Start of Exercise inputs
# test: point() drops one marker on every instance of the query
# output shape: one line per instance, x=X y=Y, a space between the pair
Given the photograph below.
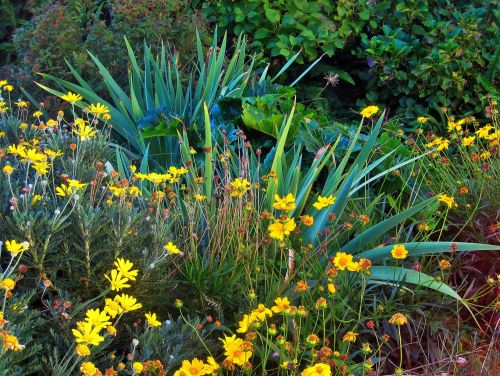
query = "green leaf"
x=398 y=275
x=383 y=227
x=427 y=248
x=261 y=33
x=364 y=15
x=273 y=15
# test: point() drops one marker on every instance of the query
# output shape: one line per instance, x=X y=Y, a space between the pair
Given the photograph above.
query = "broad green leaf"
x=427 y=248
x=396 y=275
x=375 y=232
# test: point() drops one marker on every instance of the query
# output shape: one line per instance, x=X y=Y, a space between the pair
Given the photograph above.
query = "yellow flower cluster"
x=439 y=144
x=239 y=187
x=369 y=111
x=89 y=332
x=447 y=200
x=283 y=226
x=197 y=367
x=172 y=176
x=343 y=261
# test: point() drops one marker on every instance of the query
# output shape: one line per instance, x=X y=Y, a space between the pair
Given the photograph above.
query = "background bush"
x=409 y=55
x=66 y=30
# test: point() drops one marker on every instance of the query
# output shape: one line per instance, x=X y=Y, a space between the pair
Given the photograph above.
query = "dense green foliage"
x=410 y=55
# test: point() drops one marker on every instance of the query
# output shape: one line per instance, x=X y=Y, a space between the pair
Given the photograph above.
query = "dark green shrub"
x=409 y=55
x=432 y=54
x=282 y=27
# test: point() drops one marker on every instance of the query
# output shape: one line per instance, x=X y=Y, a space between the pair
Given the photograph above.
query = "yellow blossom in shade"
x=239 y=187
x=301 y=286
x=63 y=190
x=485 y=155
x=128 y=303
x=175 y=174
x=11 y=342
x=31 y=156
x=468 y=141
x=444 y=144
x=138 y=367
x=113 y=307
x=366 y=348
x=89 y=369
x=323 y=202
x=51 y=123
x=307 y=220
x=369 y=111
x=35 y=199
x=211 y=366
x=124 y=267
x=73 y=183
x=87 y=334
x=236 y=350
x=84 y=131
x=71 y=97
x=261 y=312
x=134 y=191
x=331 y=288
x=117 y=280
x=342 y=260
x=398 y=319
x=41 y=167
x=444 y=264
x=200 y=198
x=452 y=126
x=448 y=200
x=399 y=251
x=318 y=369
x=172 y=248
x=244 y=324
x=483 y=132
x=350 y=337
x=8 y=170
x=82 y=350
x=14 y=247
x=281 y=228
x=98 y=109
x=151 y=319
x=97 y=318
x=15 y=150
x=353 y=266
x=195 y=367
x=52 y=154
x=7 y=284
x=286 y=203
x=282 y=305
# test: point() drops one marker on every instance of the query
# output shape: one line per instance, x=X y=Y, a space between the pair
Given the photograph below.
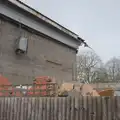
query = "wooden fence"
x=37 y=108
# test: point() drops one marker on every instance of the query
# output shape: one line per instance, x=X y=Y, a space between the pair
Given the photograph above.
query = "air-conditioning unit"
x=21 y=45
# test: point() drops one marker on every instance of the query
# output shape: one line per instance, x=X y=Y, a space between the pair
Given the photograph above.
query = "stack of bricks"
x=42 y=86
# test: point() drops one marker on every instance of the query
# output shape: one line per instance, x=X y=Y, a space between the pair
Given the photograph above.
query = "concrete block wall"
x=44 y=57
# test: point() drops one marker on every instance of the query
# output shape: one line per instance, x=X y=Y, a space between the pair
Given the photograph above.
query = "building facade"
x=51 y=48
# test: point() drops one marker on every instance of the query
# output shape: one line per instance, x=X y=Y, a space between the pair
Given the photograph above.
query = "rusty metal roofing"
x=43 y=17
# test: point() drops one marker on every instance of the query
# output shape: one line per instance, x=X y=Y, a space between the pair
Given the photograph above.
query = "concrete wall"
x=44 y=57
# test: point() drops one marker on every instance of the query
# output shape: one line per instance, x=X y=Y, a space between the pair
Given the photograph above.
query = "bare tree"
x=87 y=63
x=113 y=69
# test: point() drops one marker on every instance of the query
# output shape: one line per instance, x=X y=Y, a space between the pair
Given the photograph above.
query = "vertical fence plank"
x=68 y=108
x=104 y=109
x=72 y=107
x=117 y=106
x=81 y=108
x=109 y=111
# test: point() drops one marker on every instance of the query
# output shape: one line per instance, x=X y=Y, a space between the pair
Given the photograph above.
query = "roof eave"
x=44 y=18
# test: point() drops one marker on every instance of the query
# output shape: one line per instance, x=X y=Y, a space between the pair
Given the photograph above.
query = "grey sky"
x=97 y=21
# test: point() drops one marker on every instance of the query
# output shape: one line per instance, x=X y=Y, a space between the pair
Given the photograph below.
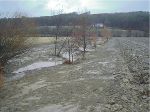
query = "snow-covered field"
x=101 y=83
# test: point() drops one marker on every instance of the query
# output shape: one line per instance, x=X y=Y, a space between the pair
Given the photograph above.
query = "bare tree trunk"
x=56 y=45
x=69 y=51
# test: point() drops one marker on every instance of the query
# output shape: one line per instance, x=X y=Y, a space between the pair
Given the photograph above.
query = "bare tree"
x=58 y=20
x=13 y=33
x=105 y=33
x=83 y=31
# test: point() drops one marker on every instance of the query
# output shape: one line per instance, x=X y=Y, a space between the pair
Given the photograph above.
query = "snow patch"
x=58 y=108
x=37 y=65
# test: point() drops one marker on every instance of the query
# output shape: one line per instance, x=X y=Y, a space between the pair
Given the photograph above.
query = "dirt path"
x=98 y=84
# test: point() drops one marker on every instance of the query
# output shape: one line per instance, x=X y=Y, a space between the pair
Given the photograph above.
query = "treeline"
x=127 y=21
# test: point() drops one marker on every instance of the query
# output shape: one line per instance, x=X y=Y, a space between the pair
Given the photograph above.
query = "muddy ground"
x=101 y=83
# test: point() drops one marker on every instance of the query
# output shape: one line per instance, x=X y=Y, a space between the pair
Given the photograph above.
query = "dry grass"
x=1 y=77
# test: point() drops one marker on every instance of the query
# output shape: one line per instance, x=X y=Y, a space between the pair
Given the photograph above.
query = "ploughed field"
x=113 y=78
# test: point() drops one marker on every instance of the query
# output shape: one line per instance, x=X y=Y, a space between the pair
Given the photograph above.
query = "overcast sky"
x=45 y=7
End of Exercise inputs
(What you will do)
Before writing out the material above, please remove its pictures; everything else stays exact.

(Response to this exercise)
# test: point() drops one marker on every instance of the query
# output shape: one line per instance, x=X y=Y, a space between the pair
Given the photograph below.
query = "green leaf"
x=398 y=275
x=383 y=227
x=427 y=248
x=261 y=33
x=364 y=15
x=273 y=15
# test: point() drops one marker on every instance of the query
# output shape: one line per instance, x=X y=Y, a space between the pair
Given the photograph above.
query = "broad green leaf"
x=427 y=248
x=396 y=275
x=375 y=232
# test: point() drops one marker on every instance of the query
# output shape: one line per instance, x=X y=Y, a space between the pair
Given the photograph above.
query = "yellow flower cluster"
x=439 y=144
x=239 y=187
x=369 y=111
x=89 y=332
x=447 y=200
x=283 y=226
x=197 y=367
x=172 y=176
x=343 y=261
# test: point() drops one marker on every instance of the query
# output shape: one line per instance, x=X y=Y, a space between the pair
Given the photograph above.
query = "background bush"
x=409 y=55
x=66 y=30
# test: point() drops one marker on every instance of the query
# output shape: one line per instance, x=X y=Y, a space between the pair
Given the photograph above.
query = "dense green foliage"
x=410 y=55
# test: point() drops one marker on every instance of the query
# output shape: one line per instance, x=X y=Y, a space between the pair
Given the photograph above.
query = "dark green shrub"
x=409 y=55
x=432 y=54
x=282 y=27
# test: point() drops one marker on every instance of the query
# output shape: one line per instance, x=X y=Y, a space between the pair
Given the photograph above.
query = "yellow blossom in shade"
x=239 y=187
x=301 y=286
x=63 y=190
x=485 y=155
x=128 y=303
x=175 y=174
x=11 y=342
x=31 y=156
x=468 y=141
x=444 y=144
x=138 y=367
x=113 y=307
x=366 y=348
x=89 y=369
x=323 y=202
x=51 y=123
x=307 y=220
x=369 y=111
x=35 y=199
x=211 y=366
x=124 y=267
x=73 y=183
x=87 y=334
x=236 y=350
x=84 y=131
x=71 y=97
x=261 y=312
x=134 y=191
x=331 y=288
x=117 y=280
x=342 y=260
x=398 y=319
x=41 y=167
x=444 y=264
x=200 y=198
x=452 y=126
x=448 y=200
x=399 y=251
x=318 y=369
x=172 y=248
x=244 y=324
x=483 y=132
x=350 y=337
x=8 y=170
x=82 y=350
x=14 y=247
x=281 y=228
x=98 y=109
x=151 y=319
x=97 y=318
x=15 y=150
x=353 y=266
x=195 y=367
x=52 y=154
x=7 y=284
x=286 y=203
x=282 y=305
# test: point() drops one marker on every instance of the query
# output shape: one line per instance, x=X y=Y, a space between the pair
Given the photograph below.
query = "wooden fence"
x=37 y=108
# test: point() drops one marker on every instance of the query
# output shape: one line per instance, x=X y=Y, a space between the pair
Given the photograph above.
query = "air-conditioning unit"
x=21 y=45
# test: point() drops one marker on every instance of the query
# output shape: one line per instance, x=X y=Y, a space between the pair
Given the photograph above.
query = "stack of bricks"
x=42 y=86
# test: point() drops one marker on every instance of the query
# output shape: one line per instance, x=X y=Y, a space between the pair
Given the photograph above.
query = "concrete block wall"
x=44 y=57
# test: point() drops one marker on every instance of the query
# output shape: one line per instance, x=X y=Y, a space between the pair
Given the photograph above.
query = "building facade"
x=51 y=48
# test: point() drops one marker on every instance of the query
# output shape: one line per instance, x=X y=Y, a space between the pair
Given the photograph above.
query = "rusty metal roofing"
x=43 y=17
# test: point() drops one marker on every instance of the query
# output shape: one line per instance, x=X y=Y, a space between the pair
Given the photograph above.
query = "concrete wall"
x=44 y=57
# test: point() drops one marker on every instance of the query
# output shape: one line per instance, x=X y=Y, a space between the pair
Given the photograph above.
query = "bare tree"
x=87 y=63
x=113 y=69
# test: point() drops one marker on every instance of the query
# output shape: one line per instance, x=X y=Y, a space between the pair
Given the photograph above.
query = "vertical fence plank"
x=68 y=108
x=104 y=109
x=72 y=107
x=117 y=106
x=81 y=108
x=109 y=111
# test: point() drops one marker on every instance of the query
# output shape: one line per instance, x=X y=Y, a space between the pair
Given the photograph above.
query = "roof eave"
x=44 y=18
# test: point() drops one marker on every instance of the query
# output shape: one line per instance, x=X y=Y, a space between the pair
Given the photograph above.
query = "grey sky"
x=97 y=21
# test: point() drops one marker on every instance of the query
# output shape: one line per instance, x=X y=Y, a space between the pair
Given the photograph below.
query = "snow-covered field"
x=101 y=83
# test: point() drops one marker on every instance of the query
# output shape: one line per instance, x=X y=Y, a space between the pair
Given the photograph above.
query = "bare tree trunk"
x=56 y=45
x=69 y=51
# test: point() drops one marker on every instance of the query
# output shape: one line per instance, x=X y=Y, a space between the pair
Given the photograph above.
query = "bare tree"
x=58 y=20
x=13 y=33
x=105 y=33
x=83 y=31
# test: point() drops one marker on every instance of the query
# output shape: one line per instance, x=X y=Y, a space between the pair
Given the photograph above.
query = "snow patch"
x=58 y=108
x=37 y=65
# test: point() drops one marker on every instance of the query
# output shape: one line per instance, x=X y=Y, a space between the pair
Given the photograph above.
query = "dirt path"
x=98 y=84
# test: point() drops one marker on every instance of the query
# output shape: one line per instance, x=X y=Y, a space between the pair
Given the photograph above.
query = "treeline"
x=127 y=21
# test: point() drops one marker on every instance of the query
# output shape: one line per instance, x=X y=Y, a space between the pair
Given the photograph above.
query = "muddy ground"
x=101 y=83
# test: point() drops one marker on every instance of the query
# output shape: one line per instance, x=X y=Y, a space between the pair
Given the photograph above.
query = "dry grass"
x=1 y=77
# test: point() drops one marker on every instance of the query
# output shape: one line per instance, x=X y=Y, a space between the pair
Given the photograph above.
query = "ploughed field"
x=113 y=78
# test: point() drops one marker on every instance of the query
# output shape: one line per instance, x=X y=Y, a space between the pair
Given the photograph above.
query = "overcast sky"
x=45 y=7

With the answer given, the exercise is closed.